-- Opening Marker --

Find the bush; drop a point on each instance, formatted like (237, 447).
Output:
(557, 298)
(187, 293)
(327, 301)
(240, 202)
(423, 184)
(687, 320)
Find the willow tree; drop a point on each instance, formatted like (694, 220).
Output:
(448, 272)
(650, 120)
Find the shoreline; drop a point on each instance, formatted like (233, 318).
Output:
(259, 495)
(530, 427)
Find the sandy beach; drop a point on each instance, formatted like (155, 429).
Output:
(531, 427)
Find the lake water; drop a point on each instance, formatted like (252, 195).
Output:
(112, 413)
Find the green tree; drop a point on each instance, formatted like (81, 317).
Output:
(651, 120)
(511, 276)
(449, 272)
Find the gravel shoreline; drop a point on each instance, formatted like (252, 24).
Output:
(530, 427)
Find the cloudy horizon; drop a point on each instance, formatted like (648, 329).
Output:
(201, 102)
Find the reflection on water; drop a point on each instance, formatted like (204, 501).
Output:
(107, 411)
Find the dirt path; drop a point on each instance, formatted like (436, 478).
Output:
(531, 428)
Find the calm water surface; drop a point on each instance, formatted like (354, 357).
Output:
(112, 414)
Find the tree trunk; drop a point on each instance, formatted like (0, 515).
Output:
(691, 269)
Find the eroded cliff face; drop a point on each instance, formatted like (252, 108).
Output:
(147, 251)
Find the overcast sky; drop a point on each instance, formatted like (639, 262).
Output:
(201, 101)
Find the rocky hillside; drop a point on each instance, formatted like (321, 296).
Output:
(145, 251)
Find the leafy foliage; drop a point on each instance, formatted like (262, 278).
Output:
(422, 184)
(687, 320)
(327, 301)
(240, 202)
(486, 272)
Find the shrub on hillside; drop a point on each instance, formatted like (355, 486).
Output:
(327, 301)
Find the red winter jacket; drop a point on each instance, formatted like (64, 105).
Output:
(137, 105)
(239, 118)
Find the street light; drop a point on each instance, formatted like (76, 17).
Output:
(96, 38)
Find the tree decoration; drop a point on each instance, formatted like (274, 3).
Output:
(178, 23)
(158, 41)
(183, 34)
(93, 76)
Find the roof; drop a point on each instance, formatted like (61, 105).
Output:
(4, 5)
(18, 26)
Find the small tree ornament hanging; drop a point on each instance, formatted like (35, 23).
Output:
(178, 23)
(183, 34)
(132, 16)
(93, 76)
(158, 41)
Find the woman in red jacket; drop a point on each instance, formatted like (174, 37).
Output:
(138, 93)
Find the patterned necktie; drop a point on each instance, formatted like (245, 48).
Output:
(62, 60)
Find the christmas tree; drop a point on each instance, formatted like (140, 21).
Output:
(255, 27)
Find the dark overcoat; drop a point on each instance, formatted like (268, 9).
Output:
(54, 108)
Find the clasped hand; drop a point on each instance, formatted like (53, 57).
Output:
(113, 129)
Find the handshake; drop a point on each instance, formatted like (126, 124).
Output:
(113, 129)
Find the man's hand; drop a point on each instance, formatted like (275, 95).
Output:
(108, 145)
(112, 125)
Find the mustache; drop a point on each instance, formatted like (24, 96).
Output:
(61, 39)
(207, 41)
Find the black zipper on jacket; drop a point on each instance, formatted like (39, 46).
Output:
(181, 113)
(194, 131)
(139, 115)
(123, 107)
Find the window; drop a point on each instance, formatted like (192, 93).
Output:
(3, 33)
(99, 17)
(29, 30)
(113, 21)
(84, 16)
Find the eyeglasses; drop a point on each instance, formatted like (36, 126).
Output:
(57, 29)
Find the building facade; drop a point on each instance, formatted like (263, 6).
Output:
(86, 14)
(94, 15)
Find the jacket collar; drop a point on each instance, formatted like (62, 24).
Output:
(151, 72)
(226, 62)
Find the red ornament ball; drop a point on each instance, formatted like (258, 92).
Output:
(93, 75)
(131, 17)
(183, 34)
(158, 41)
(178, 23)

-- Closing Marker --

Return every line of the material in which the word "jacket" is found.

● **THE COMPLETED TASK**
Find the red winter jacket; drop a point on each instance, formatted like (64, 105).
Find the woman in red jacket; drop a point on each instance, formatted like (174, 37).
Find the black zipper on jacket; drop a point on each instance, formatted like (39, 46).
Find the jacket collar; drop a point on each instance, formatted like (62, 24).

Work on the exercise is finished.